### GIVEN EXERCISE
Convert every line of the records below into a Markdown table with two columns, Row for the line's number and Text for the line itself, and skip any blank lines. Leave the pictures out of the answer.

------------------------------------------------------------

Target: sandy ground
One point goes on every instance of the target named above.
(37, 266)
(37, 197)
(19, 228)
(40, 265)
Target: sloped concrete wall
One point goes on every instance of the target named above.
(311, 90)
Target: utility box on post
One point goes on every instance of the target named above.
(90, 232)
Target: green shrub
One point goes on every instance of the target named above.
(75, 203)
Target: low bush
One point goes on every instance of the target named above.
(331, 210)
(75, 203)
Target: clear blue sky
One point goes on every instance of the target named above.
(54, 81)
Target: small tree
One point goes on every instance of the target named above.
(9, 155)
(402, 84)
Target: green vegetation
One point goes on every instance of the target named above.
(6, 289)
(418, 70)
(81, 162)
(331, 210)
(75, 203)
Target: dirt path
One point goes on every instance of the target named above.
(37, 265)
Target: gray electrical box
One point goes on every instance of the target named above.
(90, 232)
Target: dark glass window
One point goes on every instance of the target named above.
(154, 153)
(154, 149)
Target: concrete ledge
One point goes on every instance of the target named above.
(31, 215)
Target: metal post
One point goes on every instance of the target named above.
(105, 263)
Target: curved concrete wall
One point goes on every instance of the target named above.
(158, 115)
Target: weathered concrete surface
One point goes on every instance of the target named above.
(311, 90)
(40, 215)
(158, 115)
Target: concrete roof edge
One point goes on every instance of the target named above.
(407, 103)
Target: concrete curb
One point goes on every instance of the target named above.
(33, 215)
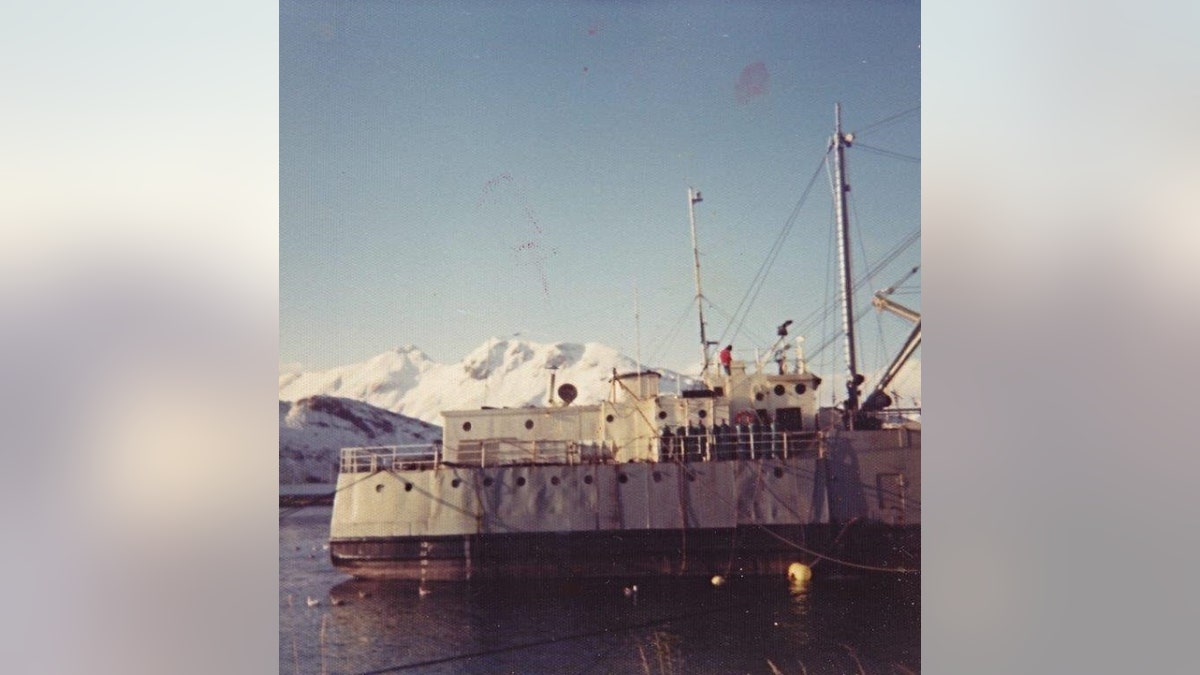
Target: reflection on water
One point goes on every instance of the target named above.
(666, 626)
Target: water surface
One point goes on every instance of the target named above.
(829, 626)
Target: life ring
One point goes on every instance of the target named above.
(745, 418)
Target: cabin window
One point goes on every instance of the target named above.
(789, 419)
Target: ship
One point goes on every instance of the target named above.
(741, 475)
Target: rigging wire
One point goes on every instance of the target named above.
(886, 153)
(887, 120)
(760, 278)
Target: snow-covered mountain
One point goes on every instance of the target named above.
(312, 430)
(499, 372)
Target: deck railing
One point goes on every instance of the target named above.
(697, 446)
(390, 458)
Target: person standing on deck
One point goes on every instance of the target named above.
(726, 357)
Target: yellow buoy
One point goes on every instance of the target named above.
(799, 572)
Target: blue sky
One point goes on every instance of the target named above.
(457, 171)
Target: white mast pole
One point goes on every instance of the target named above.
(840, 141)
(693, 197)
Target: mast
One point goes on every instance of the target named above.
(693, 197)
(840, 142)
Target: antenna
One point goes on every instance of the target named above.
(840, 142)
(693, 198)
(637, 333)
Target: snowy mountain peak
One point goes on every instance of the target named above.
(499, 372)
(312, 430)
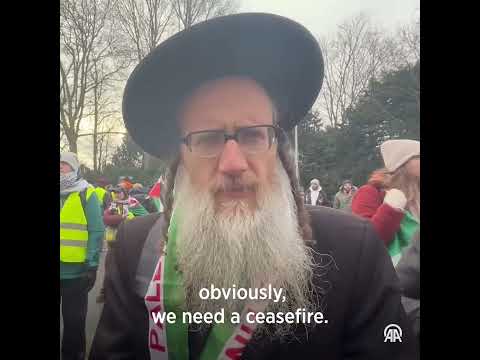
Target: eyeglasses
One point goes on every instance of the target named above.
(252, 140)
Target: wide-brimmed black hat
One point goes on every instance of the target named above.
(278, 53)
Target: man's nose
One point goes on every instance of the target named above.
(232, 160)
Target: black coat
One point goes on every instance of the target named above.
(363, 296)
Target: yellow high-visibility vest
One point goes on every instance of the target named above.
(73, 229)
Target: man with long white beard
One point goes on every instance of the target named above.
(234, 218)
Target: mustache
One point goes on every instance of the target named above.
(234, 184)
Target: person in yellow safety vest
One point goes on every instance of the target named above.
(117, 212)
(81, 232)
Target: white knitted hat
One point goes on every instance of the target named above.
(71, 159)
(395, 153)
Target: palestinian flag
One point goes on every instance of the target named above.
(154, 194)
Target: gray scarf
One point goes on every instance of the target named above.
(70, 182)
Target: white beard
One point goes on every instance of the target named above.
(250, 249)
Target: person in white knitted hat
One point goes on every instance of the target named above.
(391, 198)
(81, 233)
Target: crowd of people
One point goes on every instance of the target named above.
(231, 213)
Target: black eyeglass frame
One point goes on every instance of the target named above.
(279, 135)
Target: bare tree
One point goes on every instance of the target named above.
(189, 12)
(142, 24)
(357, 54)
(407, 49)
(81, 26)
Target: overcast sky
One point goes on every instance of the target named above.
(321, 17)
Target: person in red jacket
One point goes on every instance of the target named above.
(393, 190)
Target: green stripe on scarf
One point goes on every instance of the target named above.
(403, 237)
(174, 301)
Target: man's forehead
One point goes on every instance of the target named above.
(227, 96)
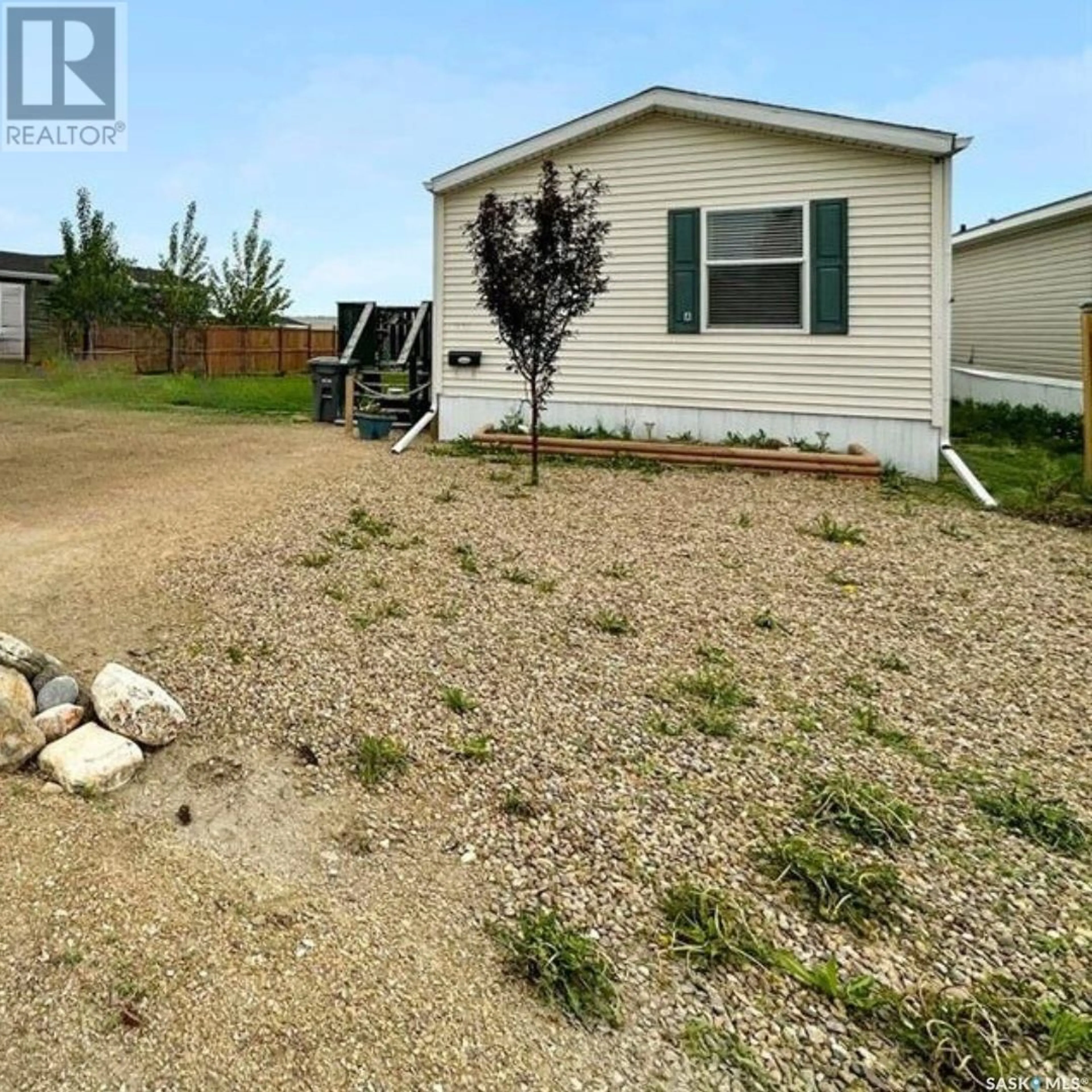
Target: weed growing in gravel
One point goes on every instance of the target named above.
(953, 530)
(379, 758)
(619, 572)
(1049, 822)
(661, 725)
(962, 1040)
(458, 700)
(894, 483)
(473, 748)
(705, 1042)
(713, 655)
(868, 722)
(378, 613)
(468, 560)
(518, 805)
(866, 811)
(766, 620)
(863, 686)
(828, 529)
(517, 576)
(709, 930)
(838, 888)
(860, 993)
(893, 662)
(808, 719)
(565, 968)
(613, 623)
(369, 525)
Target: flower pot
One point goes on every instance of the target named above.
(373, 426)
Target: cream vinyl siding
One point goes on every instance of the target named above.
(1017, 300)
(624, 353)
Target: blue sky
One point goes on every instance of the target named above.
(328, 116)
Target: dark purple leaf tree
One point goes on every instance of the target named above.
(539, 265)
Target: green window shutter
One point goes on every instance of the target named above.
(830, 267)
(684, 271)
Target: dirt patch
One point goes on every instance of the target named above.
(96, 505)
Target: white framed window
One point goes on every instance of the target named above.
(755, 268)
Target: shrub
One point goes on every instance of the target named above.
(379, 758)
(867, 812)
(838, 888)
(565, 968)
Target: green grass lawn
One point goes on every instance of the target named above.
(246, 395)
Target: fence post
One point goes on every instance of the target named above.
(1087, 372)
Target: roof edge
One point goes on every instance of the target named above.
(907, 139)
(1029, 218)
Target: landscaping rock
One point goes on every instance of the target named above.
(19, 655)
(59, 721)
(136, 707)
(20, 737)
(16, 689)
(47, 674)
(63, 690)
(91, 760)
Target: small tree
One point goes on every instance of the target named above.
(247, 289)
(539, 264)
(181, 290)
(94, 282)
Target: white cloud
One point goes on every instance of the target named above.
(1031, 126)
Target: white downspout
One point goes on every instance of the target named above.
(416, 431)
(967, 475)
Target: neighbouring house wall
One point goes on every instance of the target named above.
(884, 369)
(1017, 300)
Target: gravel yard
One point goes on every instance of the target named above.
(301, 930)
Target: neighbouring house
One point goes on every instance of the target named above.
(770, 269)
(24, 282)
(1018, 284)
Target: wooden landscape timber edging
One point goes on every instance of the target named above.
(696, 455)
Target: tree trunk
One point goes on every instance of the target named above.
(534, 434)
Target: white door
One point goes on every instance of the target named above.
(13, 321)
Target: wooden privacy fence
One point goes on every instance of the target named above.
(219, 351)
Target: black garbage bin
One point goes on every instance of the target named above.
(328, 388)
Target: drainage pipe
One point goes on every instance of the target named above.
(967, 475)
(416, 431)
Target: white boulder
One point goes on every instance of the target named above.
(17, 690)
(136, 707)
(59, 721)
(91, 760)
(20, 737)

------------------------------------------------------------

### SOLUTION TO THIS TASK
| Row | Text |
|---|---|
| 1 | Target: sandy ground |
| 2 | One point goes on every instance of the target named above. |
| 3 | (37, 266) |
| 4 | (37, 197) |
| 5 | (19, 228) |
| 6 | (40, 265) |
| 7 | Target: sloped concrete wall |
| 8 | One point goes on every instance of the target named above. |
| 9 | (311, 90) |
| 10 | Target: utility box on post |
| 11 | One point goes on every instance of the target named above. |
| 12 | (90, 232) |
| 13 | Target: green shrub |
| 14 | One point goes on every instance of the target named above. |
| 15 | (75, 203) |
| 16 | Target: low bush |
| 17 | One point goes on every instance of the target named above. |
| 18 | (331, 210) |
| 19 | (75, 203) |
| 20 | Target: clear blue sky |
| 21 | One point goes on every instance of the target named above. |
| 22 | (54, 81) |
| 23 | Target: small tree |
| 24 | One point goes on every instance of the target named above. |
| 25 | (9, 155) |
| 26 | (402, 84) |
| 27 | Target: green vegetation |
| 28 | One point goes on every instance of the target named above. |
| 29 | (6, 289) |
| 30 | (418, 70) |
| 31 | (81, 162) |
| 32 | (331, 210) |
| 33 | (75, 203) |
| 34 | Target: dirt path |
| 35 | One point goes on every instance of the target named above. |
| 36 | (37, 265) |
| 37 | Target: gray electrical box |
| 38 | One point goes on every instance of the target named above. |
| 39 | (90, 232) |
| 40 | Target: dark glass window |
| 41 | One point goes on every instance of the target named above. |
| 42 | (154, 153) |
| 43 | (154, 149) |
| 44 | Target: concrete ledge |
| 45 | One point goes on every instance of the target named above. |
| 46 | (31, 215) |
| 47 | Target: metal post |
| 48 | One point goes on every instance of the target named above. |
| 49 | (105, 263) |
| 50 | Target: curved concrete wall |
| 51 | One point goes on every instance of the target named above. |
| 52 | (158, 115) |
| 53 | Target: weathered concrete surface |
| 54 | One point goes on every instance of the target named above. |
| 55 | (311, 90) |
| 56 | (40, 215) |
| 57 | (158, 115) |
| 58 | Target: concrete roof edge |
| 59 | One point goes on every instance of the target named above. |
| 60 | (407, 103) |
| 61 | Target: concrete curb |
| 62 | One point goes on every instance of the target named above. |
| 63 | (33, 215) |
| 64 | Target: reflection on water |
| 65 | One point goes on every instance of the target named above. |
| 66 | (666, 626) |
| 67 | Target: water surface |
| 68 | One point goes on every instance of the target named above. |
| 69 | (829, 626) |
| 70 | Target: life ring |
| 71 | One point goes on every instance of the target named above. |
| 72 | (745, 418) |
| 73 | Target: cabin window |
| 74 | One point goes on every instance of the target named above. |
| 75 | (789, 419) |
| 76 | Target: ship |
| 77 | One point goes on every instance of the target named above. |
| 78 | (741, 475) |
| 79 | Target: rigging wire |
| 80 | One point goes on every instance of the target named above. |
| 81 | (886, 153) |
| 82 | (887, 120) |
| 83 | (760, 278) |
| 84 | Target: snow-covered mountain |
| 85 | One point goes on every instance of the target named above. |
| 86 | (312, 430) |
| 87 | (499, 372) |
| 88 | Target: deck railing |
| 89 | One point goes on every instance of the target named above. |
| 90 | (697, 446) |
| 91 | (390, 458) |
| 92 | Target: person standing on deck |
| 93 | One point goes on every instance of the target named above. |
| 94 | (726, 357) |
| 95 | Target: yellow buoy |
| 96 | One point goes on every instance of the target named above. |
| 97 | (799, 572) |
| 98 | Target: blue sky |
| 99 | One point goes on every instance of the target named above. |
| 100 | (457, 171) |
| 101 | Target: white mast pole |
| 102 | One point goes on every instance of the target named above. |
| 103 | (840, 141) |
| 104 | (693, 197) |
| 105 | Target: mast |
| 106 | One point goes on every instance of the target named above. |
| 107 | (693, 197) |
| 108 | (840, 142) |
| 109 | Target: antenna |
| 110 | One point goes on every instance of the target named above. |
| 111 | (840, 142) |
| 112 | (693, 198) |
| 113 | (637, 333) |
| 114 | Target: snowy mountain peak |
| 115 | One point goes on every instance of the target named above. |
| 116 | (499, 372) |
| 117 | (312, 430) |
| 118 | Target: eyeglasses |
| 119 | One point goes on every instance of the target named above. |
| 120 | (252, 140) |
| 121 | Target: wide-brimmed black hat |
| 122 | One point goes on every instance of the target named above. |
| 123 | (278, 53) |
| 124 | Target: man's nose |
| 125 | One point goes on every instance of the target named above. |
| 126 | (232, 160) |
| 127 | Target: black coat |
| 128 | One point goes on every instance of the target named above. |
| 129 | (363, 296) |
| 130 | Target: yellow high-visibility vest |
| 131 | One point goes on every instance of the target named above. |
| 132 | (73, 229) |
| 133 | Target: man with long white beard |
| 134 | One point goes on every instance of the target named above. |
| 135 | (234, 218) |
| 136 | Target: mustache |
| 137 | One point goes on every instance of the target named above. |
| 138 | (234, 184) |
| 139 | Target: person in yellow safety vest |
| 140 | One point goes on every instance of the target named above. |
| 141 | (117, 212) |
| 142 | (81, 232) |
| 143 | Target: white knitted hat |
| 144 | One point goes on every instance of the target named above. |
| 145 | (71, 159) |
| 146 | (395, 153) |
| 147 | Target: palestinian flag |
| 148 | One point goes on every instance of the target named above. |
| 149 | (154, 194) |
| 150 | Target: gray scarf |
| 151 | One point goes on every instance of the target named above. |
| 152 | (70, 182) |
| 153 | Target: white beard |
| 154 | One point goes on every instance of the target named above. |
| 155 | (250, 249) |
| 156 | Target: person in white knitted hat |
| 157 | One point goes on every instance of the target named above. |
| 158 | (391, 198) |
| 159 | (81, 233) |
| 160 | Target: crowd of people |
| 161 | One point goes on every instance of the target named above. |
| 162 | (231, 213) |
| 163 | Target: black eyeglass frame |
| 164 | One point goes on every instance of the target named above. |
| 165 | (279, 135) |
| 166 | Target: bare tree |
| 167 | One point goes on every instance of the target named above. |
| 168 | (189, 12) |
| 169 | (142, 24) |
| 170 | (357, 54) |
| 171 | (407, 49) |
| 172 | (81, 26) |
| 173 | Target: overcast sky |
| 174 | One point goes on every instance of the target named above. |
| 175 | (321, 17) |
| 176 | Target: person in red jacket |
| 177 | One point goes on every instance of the target named above. |
| 178 | (393, 190) |
| 179 | Target: green stripe on scarf |
| 180 | One point goes on every instance of the target named above. |
| 181 | (403, 237) |
| 182 | (174, 301) |
| 183 | Target: man's forehead |
| 184 | One point goes on every instance of the target named above. |
| 185 | (227, 96) |
| 186 | Target: weed growing in gravel |
| 187 | One point goes on every instance of the target named above. |
| 188 | (953, 530) |
| 189 | (379, 758) |
| 190 | (619, 572) |
| 191 | (1049, 822) |
| 192 | (661, 725) |
| 193 | (962, 1040) |
| 194 | (458, 700) |
| 195 | (894, 483) |
| 196 | (473, 748) |
| 197 | (705, 1042) |
| 198 | (713, 655) |
| 199 | (868, 722) |
| 200 | (378, 613) |
| 201 | (468, 560) |
| 202 | (518, 805) |
| 203 | (866, 811) |
| 204 | (766, 620) |
| 205 | (863, 686) |
| 206 | (828, 529) |
| 207 | (517, 576) |
| 208 | (709, 930) |
| 209 | (838, 888) |
| 210 | (860, 993) |
| 211 | (893, 662) |
| 212 | (808, 719) |
| 213 | (565, 968) |
| 214 | (613, 623) |
| 215 | (369, 525) |
| 216 | Target: flower pot |
| 217 | One point goes on every instance of the target named above. |
| 218 | (373, 426) |
| 219 | Target: cream vinyl siding |
| 220 | One point goes on every instance of the target named above. |
| 221 | (1017, 300) |
| 222 | (624, 353) |
| 223 | Target: blue sky |
| 224 | One point goes on every instance of the target named above. |
| 225 | (328, 116) |
| 226 | Target: dark purple leaf tree |
| 227 | One point goes on every instance of the target named above. |
| 228 | (539, 265) |
| 229 | Target: green window shutter |
| 230 | One point goes on every instance of the target named above. |
| 231 | (830, 267) |
| 232 | (684, 271) |
| 233 | Target: dirt patch |
| 234 | One point goes on every instance of the target named above. |
| 235 | (96, 505) |
| 236 | Target: white framed window |
| 237 | One point goes on every instance of the target named above. |
| 238 | (755, 268) |
| 239 | Target: shrub |
| 240 | One point goes on every instance of the target named above. |
| 241 | (379, 758) |
| 242 | (867, 812) |
| 243 | (838, 888) |
| 244 | (565, 968) |
| 245 | Target: green grass lawn |
| 246 | One point goes on every instance of the target named above. |
| 247 | (246, 395) |
| 248 | Target: fence post |
| 249 | One point goes on every instance of the target named above. |
| 250 | (1087, 372) |
| 251 | Target: roof edge |
| 252 | One point goes on every instance of the target named above. |
| 253 | (907, 139) |
| 254 | (1029, 218) |
| 255 | Target: landscaping rock |
| 256 | One point goes on every instance of the target named above. |
| 257 | (19, 655) |
| 258 | (59, 721) |
| 259 | (136, 707) |
| 260 | (20, 737) |
| 261 | (16, 689) |
| 262 | (47, 674) |
| 263 | (63, 690) |
| 264 | (91, 760) |
| 265 | Target: small tree |
| 266 | One point goes on every instance of the target named above. |
| 267 | (247, 289) |
| 268 | (539, 264) |
| 269 | (181, 290) |
| 270 | (94, 282) |
| 271 | Target: white cloud |
| 272 | One point goes on every instance of the target named above. |
| 273 | (1031, 126) |
| 274 | Target: white downspout |
| 275 | One point goes on every instance of the target named above. |
| 276 | (416, 431) |
| 277 | (967, 475) |
| 278 | Target: neighbouring house wall |
| 279 | One point goes on every instance of the target named above. |
| 280 | (884, 369) |
| 281 | (1017, 300) |
| 282 | Target: gravel yard |
| 283 | One point goes on every instance of the target named above. |
| 284 | (301, 930) |
| 285 | Target: neighbouring house |
| 286 | One point goes on every instance of the target named above. |
| 287 | (770, 269) |
| 288 | (24, 282) |
| 289 | (1018, 284) |
| 290 | Target: wooden landscape timber edging |
| 291 | One point goes on every instance of the target named above. |
| 292 | (696, 455) |
| 293 | Target: tree trunk |
| 294 | One point goes on every instance of the target named above. |
| 295 | (534, 434) |
| 296 | Target: white door |
| 297 | One point goes on every instance of the target named above. |
| 298 | (13, 321) |
| 299 | Target: wooden privacy fence |
| 300 | One point goes on every instance of the target named above. |
| 301 | (219, 351) |
| 302 | Target: black garbage bin |
| 303 | One point goes on every instance of the target named above. |
| 304 | (328, 388) |
| 305 | Target: drainage pipe |
| 306 | One point goes on every instance of the target named above. |
| 307 | (967, 475) |
| 308 | (416, 431) |
| 309 | Target: white boulder |
| 310 | One point goes on every instance of the target named above. |
| 311 | (17, 690) |
| 312 | (136, 707) |
| 313 | (59, 721) |
| 314 | (91, 760) |
| 315 | (20, 737) |